══ Trecho selecionado ══

É este, pois, o panorama geral que se impõe aos países: uma revisão do papel do Estado. No Brasil, precisamos de um Estado moderno, modesto, mas que exercite plenamente as suas prerrogativas, não pelo fato de possuir muitas empresas, não pelo fato de participar, como acionista majoritário de empresas, da economia do País. Precisamos de um Estado que seja capaz de prover a população brasileira com programas de natureza social, que seja capaz de adotar medidas que defendam a sociedade contra os monopólios, os oligopólios econômicos, contra as ofensas aos direitos do consumidor, que possibilite a todas as pessoas, num clima de liberdade e de justiça, a justa ascensão social a que todas aspiram, a que todos desejam e a que todos têm direito.

O que existe no Brasil é uma grande assimetria em relação à presença do Estado. Em alguns lugares, há Estados demais; em outros, não há Estado algum. Que Estado existe, por exemplo, numa pequena vila, em um pequeno lugarejo do interior da Amazônia? Talvez um soldado de polícia ou um cobrador de impostos como representante do Estado, mas nada em relação a benefícios ou à segurança que o Estado deva proporcionar aos cidadãos.

Defendo que se proceda ao exame e apreciação dessas matérias com muito cuidado, respeitando-se e exercitando-se plenamente a prerrogativa que o Senado e que cada Senador tem. Integro o partido que está no governo, o partido do Presidente da República, apóio as iniciativas do Presidente, mas em nenhum momento em que a minha consciência ou o meu sentimento de representante do meu Estado como Senador que sou aconselhe-me a intervir no processo, a apresentar minhas sugestões, as minhas emendas e propostas, deixarei de fazê-lo.

E como essas reformas são de grande envergadura, é preciso que o processo se revista da maior limpidez e que ninguém queira valer-se de expedientes, de manobras regimentais ou de qualquer sorte de artifícios para, sob qualquer pretexto, conduzir a apreciação dessas emendas num ritmo que seja incompatível com a própria liberdade de deliberação que tem uma Casa como o Senado Federal.

Por isso, independentemente das posições que tenhamos em relação a essas matérias que são, como disse, polêmicas, que suscitam debates e discussões, todos temos que apreciá-las em respeito àqueles termos regimentais, aos prazos previstos no Regimento, que é a nossa lei interna, para que amanhã não paire qualquer dúvida sobre a legitimidade, sobre a legalidade das decisões que vierem a ser tomadas aqui.

O Sr. Josaphat Marinho - V. Exª me permite um aparte?

O SR. LÚCIO ALCÂNTARA - Ouço o Senador Josaphat Marinho com grande prazer.

═══

O que fazer -
**A.** Segundo o trecho selecionado, quem talvez represente o Estado numa pequena vila do interior da Amazônia?
**B.** Transcreva do trecho selecionado tudo o que vai de "Defendo que se" até "deixarei de fazê-lo.".

══ Linhas ══

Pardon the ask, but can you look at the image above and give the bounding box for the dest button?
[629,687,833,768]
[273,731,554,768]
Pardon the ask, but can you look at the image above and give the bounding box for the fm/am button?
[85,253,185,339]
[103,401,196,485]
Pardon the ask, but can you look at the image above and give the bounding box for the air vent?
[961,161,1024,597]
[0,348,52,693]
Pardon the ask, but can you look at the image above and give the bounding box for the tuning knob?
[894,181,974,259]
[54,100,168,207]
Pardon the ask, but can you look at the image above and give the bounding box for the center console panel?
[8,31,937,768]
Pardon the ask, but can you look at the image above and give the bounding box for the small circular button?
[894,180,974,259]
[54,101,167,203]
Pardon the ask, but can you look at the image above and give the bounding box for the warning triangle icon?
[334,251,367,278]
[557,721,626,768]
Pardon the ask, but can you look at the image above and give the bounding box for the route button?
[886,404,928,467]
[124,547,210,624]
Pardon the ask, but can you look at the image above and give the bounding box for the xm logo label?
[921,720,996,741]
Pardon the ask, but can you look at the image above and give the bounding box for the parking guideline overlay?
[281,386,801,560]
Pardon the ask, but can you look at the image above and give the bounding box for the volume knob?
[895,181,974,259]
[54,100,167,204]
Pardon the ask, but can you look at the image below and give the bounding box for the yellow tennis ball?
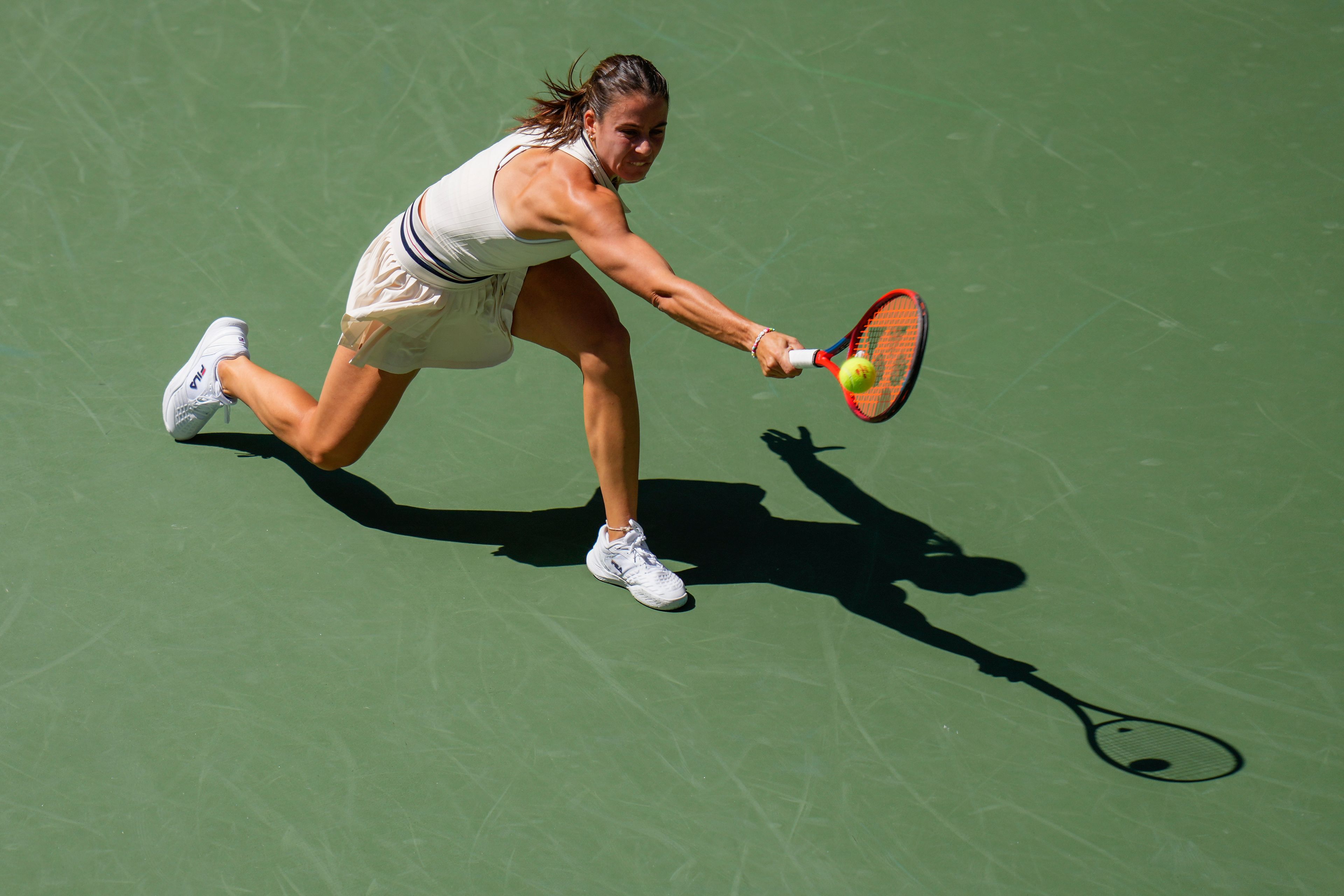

═══

Respostas do exercício -
**A.** Talvez um soldado de polícia ou um cobrador de impostos.

**B.**
Defendo que se proceda ao exame e apreciação dessas matérias com muito cuidado, respeitando-se e exercitando-se plenamente a prerrogativa que o Senado e que cada Senador tem. Integro o partido que está no governo, o partido do Presidente da República, apóio as iniciativas do Presidente, mas em nenhum momento em que a minha consciência ou o meu sentimento de representante do meu Estado como Senador que sou aconselhe-me a intervir no processo, a apresentar minhas sugestões, as minhas emendas e propostas, deixarei de fazê-lo.